◆ Exercise brief ◆
Repeat each record below exactly as given.

◆ Given records ◆
--- begin ---
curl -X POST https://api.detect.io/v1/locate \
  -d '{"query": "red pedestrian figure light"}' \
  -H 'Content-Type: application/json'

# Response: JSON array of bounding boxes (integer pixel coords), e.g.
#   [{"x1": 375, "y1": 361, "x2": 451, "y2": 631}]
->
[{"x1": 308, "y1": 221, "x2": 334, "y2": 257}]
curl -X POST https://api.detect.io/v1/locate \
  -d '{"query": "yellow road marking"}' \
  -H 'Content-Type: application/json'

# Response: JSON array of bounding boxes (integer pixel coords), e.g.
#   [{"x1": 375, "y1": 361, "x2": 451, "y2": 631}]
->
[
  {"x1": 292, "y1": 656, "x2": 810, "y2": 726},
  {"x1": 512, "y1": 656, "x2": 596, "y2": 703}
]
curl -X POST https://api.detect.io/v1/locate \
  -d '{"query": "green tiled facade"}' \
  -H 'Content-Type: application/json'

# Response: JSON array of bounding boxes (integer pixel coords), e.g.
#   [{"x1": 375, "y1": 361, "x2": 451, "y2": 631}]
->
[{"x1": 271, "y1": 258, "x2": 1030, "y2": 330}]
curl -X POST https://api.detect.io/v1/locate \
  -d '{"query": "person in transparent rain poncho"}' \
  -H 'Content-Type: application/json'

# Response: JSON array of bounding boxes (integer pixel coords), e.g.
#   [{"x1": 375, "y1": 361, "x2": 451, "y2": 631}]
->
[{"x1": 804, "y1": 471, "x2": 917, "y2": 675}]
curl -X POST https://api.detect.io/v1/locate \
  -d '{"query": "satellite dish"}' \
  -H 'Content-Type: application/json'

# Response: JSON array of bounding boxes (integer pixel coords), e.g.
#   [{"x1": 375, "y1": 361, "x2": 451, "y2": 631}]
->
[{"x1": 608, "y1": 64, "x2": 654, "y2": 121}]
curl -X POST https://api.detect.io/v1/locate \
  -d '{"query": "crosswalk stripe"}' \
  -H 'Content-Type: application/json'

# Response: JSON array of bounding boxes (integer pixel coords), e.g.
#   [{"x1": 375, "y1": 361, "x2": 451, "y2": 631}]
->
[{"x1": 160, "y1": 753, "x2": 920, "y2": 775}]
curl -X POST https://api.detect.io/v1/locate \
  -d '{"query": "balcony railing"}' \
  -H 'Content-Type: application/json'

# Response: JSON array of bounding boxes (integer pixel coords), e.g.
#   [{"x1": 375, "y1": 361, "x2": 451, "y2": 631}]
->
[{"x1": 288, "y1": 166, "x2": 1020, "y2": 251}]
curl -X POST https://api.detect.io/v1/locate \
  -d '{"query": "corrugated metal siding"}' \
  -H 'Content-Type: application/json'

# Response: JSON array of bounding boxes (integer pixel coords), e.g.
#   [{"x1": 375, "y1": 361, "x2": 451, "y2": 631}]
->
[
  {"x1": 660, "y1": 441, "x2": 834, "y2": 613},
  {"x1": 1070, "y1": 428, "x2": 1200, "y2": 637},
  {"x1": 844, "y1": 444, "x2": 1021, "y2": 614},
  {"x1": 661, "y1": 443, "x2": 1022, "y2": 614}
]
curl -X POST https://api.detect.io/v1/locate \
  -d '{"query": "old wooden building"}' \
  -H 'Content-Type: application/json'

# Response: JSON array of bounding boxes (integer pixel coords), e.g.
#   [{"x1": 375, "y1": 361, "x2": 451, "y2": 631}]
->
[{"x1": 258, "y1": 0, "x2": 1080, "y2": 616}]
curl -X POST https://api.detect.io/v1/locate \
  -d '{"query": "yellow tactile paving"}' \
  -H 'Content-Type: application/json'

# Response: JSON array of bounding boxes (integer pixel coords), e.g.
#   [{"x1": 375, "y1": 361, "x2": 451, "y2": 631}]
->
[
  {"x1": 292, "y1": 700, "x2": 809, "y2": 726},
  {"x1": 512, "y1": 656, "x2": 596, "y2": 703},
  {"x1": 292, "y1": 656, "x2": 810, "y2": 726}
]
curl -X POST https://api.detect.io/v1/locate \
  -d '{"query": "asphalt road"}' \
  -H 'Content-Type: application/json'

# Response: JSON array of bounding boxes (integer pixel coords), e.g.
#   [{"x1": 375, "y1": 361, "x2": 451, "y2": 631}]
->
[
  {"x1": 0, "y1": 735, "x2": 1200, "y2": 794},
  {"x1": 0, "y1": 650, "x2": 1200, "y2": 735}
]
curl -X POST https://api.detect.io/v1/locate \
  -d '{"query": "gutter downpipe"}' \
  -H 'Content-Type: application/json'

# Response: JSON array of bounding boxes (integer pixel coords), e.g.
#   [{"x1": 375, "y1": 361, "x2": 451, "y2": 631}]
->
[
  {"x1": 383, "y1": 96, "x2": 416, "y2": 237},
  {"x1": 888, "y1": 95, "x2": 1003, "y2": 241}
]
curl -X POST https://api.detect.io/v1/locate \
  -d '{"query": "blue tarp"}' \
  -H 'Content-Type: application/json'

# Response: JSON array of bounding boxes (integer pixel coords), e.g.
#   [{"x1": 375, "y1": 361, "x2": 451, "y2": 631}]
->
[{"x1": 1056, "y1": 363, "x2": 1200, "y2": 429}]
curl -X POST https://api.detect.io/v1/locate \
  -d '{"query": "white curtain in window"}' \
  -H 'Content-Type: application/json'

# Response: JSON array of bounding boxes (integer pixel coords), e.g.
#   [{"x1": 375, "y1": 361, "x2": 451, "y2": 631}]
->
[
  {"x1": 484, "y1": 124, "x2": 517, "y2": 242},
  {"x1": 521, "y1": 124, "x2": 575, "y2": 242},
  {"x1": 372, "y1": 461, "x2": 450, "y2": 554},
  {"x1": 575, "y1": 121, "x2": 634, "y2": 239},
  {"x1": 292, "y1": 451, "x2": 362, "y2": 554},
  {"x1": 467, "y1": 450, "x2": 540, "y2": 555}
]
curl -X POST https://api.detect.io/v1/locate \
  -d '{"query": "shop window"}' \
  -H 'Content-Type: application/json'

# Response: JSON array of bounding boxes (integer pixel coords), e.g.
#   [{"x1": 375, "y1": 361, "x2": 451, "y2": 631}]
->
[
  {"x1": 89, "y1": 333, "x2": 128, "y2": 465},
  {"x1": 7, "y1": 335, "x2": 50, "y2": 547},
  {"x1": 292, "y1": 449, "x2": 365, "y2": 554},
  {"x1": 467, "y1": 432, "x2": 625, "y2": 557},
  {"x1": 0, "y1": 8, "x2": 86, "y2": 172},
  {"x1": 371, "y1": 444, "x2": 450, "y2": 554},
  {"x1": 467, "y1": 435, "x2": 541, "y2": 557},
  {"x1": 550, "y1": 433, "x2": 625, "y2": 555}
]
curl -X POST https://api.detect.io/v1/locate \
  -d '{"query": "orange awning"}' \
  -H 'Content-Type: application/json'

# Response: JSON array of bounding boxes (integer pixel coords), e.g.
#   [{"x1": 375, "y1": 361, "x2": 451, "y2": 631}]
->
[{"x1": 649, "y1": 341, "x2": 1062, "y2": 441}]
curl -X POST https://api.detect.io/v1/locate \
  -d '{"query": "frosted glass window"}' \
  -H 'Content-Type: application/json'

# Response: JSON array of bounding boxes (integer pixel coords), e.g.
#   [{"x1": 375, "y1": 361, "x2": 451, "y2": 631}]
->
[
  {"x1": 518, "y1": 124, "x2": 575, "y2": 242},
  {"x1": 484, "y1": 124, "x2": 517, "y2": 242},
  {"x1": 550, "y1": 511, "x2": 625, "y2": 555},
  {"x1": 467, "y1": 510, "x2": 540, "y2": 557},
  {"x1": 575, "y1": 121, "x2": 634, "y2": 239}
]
--- end ---
◆ Output below ◆
curl -X POST https://api.detect.io/v1/locate \
  -d '{"query": "red pedestrian figure light"}' \
  -H 'Content-Type: application/json'

# Response: JSON array of bounding boxes (integer pixel coords), e.g.
#   [{"x1": 375, "y1": 361, "x2": 451, "y2": 631}]
->
[{"x1": 308, "y1": 221, "x2": 334, "y2": 257}]
curl -X POST https://api.detect.io/v1/locate \
  -d '{"query": "yellow road marking"}' \
  -H 'Content-Type: application/json'

# Response: JSON array of bounding boxes (integer pixel coords), e.g.
#   [{"x1": 375, "y1": 361, "x2": 451, "y2": 631}]
->
[
  {"x1": 292, "y1": 656, "x2": 810, "y2": 726},
  {"x1": 512, "y1": 656, "x2": 596, "y2": 703}
]
curl -X POST https://api.detect.io/v1/locate \
  -d '{"query": "green tiled facade"}' \
  -H 'Content-Type: application/json'

# Response: JSON array of bounding boxes (integer pixel coords), e.g.
#   [{"x1": 375, "y1": 361, "x2": 451, "y2": 631}]
->
[{"x1": 271, "y1": 258, "x2": 1030, "y2": 330}]
curl -X POST https://api.detect.io/v1/locate \
  -d '{"query": "person in transparent rain poncho"}' \
  -H 'Content-Type: application/json'

# Response: JSON array of bounding boxes (integer pixel coords), e.g.
#   [{"x1": 375, "y1": 361, "x2": 451, "y2": 631}]
->
[{"x1": 804, "y1": 471, "x2": 917, "y2": 675}]
curl -X POST https://api.detect.io/v1/locate \
  -d '{"query": "satellite dish"}' \
  -H 'Content-Type: application/json'

# Response: JSON array of bounding boxes (integer pixel coords), e.g.
#   [{"x1": 375, "y1": 361, "x2": 451, "y2": 631}]
->
[{"x1": 608, "y1": 64, "x2": 654, "y2": 121}]
curl -X POST https://api.detect.io/v1/locate \
  -d '{"query": "crosswalk stripe"}' \
  -H 'Content-Type: application/json'

# Response: JSON array of bounding boxes (integer pixel coords), e.g.
#   [{"x1": 375, "y1": 361, "x2": 451, "y2": 631}]
->
[{"x1": 160, "y1": 753, "x2": 920, "y2": 775}]
curl -X POST https://api.detect.io/v1/locate \
  -d '{"query": "balcony railing"}' \
  -H 'Content-Type: application/json'

# Response: JSON array of bounding boxes (integer pixel coords), e.g.
#   [{"x1": 375, "y1": 361, "x2": 451, "y2": 631}]
->
[{"x1": 288, "y1": 166, "x2": 1020, "y2": 251}]
curl -X POST https://api.detect.io/v1/locate \
  -d '{"query": "corrugated metal siding"}' \
  -H 'Content-Type: application/json'

# Response: JSON array of bounding boxes (integer pixel coords), e.g.
#   [{"x1": 375, "y1": 361, "x2": 451, "y2": 631}]
->
[
  {"x1": 660, "y1": 441, "x2": 834, "y2": 613},
  {"x1": 1070, "y1": 428, "x2": 1200, "y2": 637},
  {"x1": 844, "y1": 444, "x2": 1021, "y2": 614},
  {"x1": 661, "y1": 443, "x2": 1022, "y2": 614}
]
curl -X POST https://api.detect.io/v1/locate \
  -d '{"query": "old wooden building"}' \
  -H 'Content-Type: application/json'

# Response: JSON array of bounding boxes (integer pixel coords), e.g.
#   [{"x1": 375, "y1": 361, "x2": 451, "y2": 631}]
->
[{"x1": 258, "y1": 0, "x2": 1080, "y2": 616}]
curl -X POST https://api.detect.io/v1/locate \
  -d '{"query": "yellow tactile paving"}' \
  -H 'Content-Type: application/json'

# Response: JSON array of bounding boxes (integer pixel coords), e.g.
#   [{"x1": 375, "y1": 361, "x2": 451, "y2": 631}]
->
[
  {"x1": 292, "y1": 700, "x2": 809, "y2": 726},
  {"x1": 512, "y1": 656, "x2": 596, "y2": 703},
  {"x1": 292, "y1": 656, "x2": 810, "y2": 726}
]
curl -X POST https://api.detect.io/v1/locate \
  -d '{"query": "asphalt road"}' \
  -H 'Content-Type: application/json'

# Response: JSON array of bounding boxes (integer pixel coords), e.g.
#   [{"x1": 375, "y1": 361, "x2": 451, "y2": 631}]
->
[
  {"x1": 0, "y1": 735, "x2": 1200, "y2": 794},
  {"x1": 0, "y1": 650, "x2": 1200, "y2": 735}
]
curl -X POST https://api.detect.io/v1/locate \
  -d '{"query": "gutter downpipe"}' \
  -H 'Content-Type: application/json'

# Response: JSON array of bounding boxes (integer pixel coords), e.g.
#   [{"x1": 375, "y1": 361, "x2": 451, "y2": 631}]
->
[
  {"x1": 383, "y1": 96, "x2": 416, "y2": 237},
  {"x1": 888, "y1": 95, "x2": 1003, "y2": 241}
]
curl -X POST https://api.detect.io/v1/locate \
  -d '{"query": "blue tarp"}' \
  -H 'Content-Type: application/json'

# Response: JSON array of bounding boxes (integer pixel coords), e.g.
#   [{"x1": 375, "y1": 361, "x2": 451, "y2": 631}]
->
[{"x1": 1056, "y1": 363, "x2": 1200, "y2": 429}]
curl -X POST https://api.detect.io/v1/locate \
  -d '{"query": "white curtain in window"}' \
  -H 'Content-Type: application/json'

# Response: JSON array of bounding boxes (integer pixel coords), e.g.
#   [{"x1": 375, "y1": 361, "x2": 451, "y2": 631}]
->
[
  {"x1": 484, "y1": 124, "x2": 517, "y2": 242},
  {"x1": 521, "y1": 124, "x2": 575, "y2": 242},
  {"x1": 372, "y1": 461, "x2": 450, "y2": 554},
  {"x1": 575, "y1": 121, "x2": 634, "y2": 239},
  {"x1": 292, "y1": 451, "x2": 362, "y2": 554},
  {"x1": 467, "y1": 450, "x2": 540, "y2": 555}
]
curl -X POST https://api.detect.io/v1/locate \
  -d '{"query": "shop window"}' \
  -H 'Content-Type: application/json'

# Response: JSON array of bounding boxes (integer pixel coords), e.g.
#   [{"x1": 375, "y1": 361, "x2": 451, "y2": 631}]
->
[
  {"x1": 89, "y1": 333, "x2": 128, "y2": 465},
  {"x1": 7, "y1": 335, "x2": 50, "y2": 547},
  {"x1": 292, "y1": 449, "x2": 365, "y2": 554},
  {"x1": 467, "y1": 432, "x2": 625, "y2": 557},
  {"x1": 0, "y1": 8, "x2": 86, "y2": 172},
  {"x1": 371, "y1": 444, "x2": 450, "y2": 554},
  {"x1": 467, "y1": 435, "x2": 541, "y2": 557},
  {"x1": 550, "y1": 433, "x2": 625, "y2": 555}
]
curl -X POST https://api.detect.io/v1/locate \
  -d '{"query": "orange awning"}' \
  -H 'Content-Type: application/json'

# Response: JSON array of bounding boxes (integer pixel coords), e.g.
#   [{"x1": 375, "y1": 361, "x2": 451, "y2": 631}]
->
[{"x1": 649, "y1": 341, "x2": 1062, "y2": 441}]
curl -X POST https://api.detect.io/v1/locate \
  -d '{"query": "frosted glass window"}' \
  -H 'Content-Type: application/json'

# Response: JSON array of bounding boxes (integer pixel coords), e.g.
#   [{"x1": 375, "y1": 361, "x2": 451, "y2": 631}]
->
[
  {"x1": 518, "y1": 124, "x2": 575, "y2": 242},
  {"x1": 484, "y1": 124, "x2": 517, "y2": 242},
  {"x1": 550, "y1": 511, "x2": 625, "y2": 555},
  {"x1": 467, "y1": 510, "x2": 540, "y2": 557},
  {"x1": 575, "y1": 121, "x2": 634, "y2": 239}
]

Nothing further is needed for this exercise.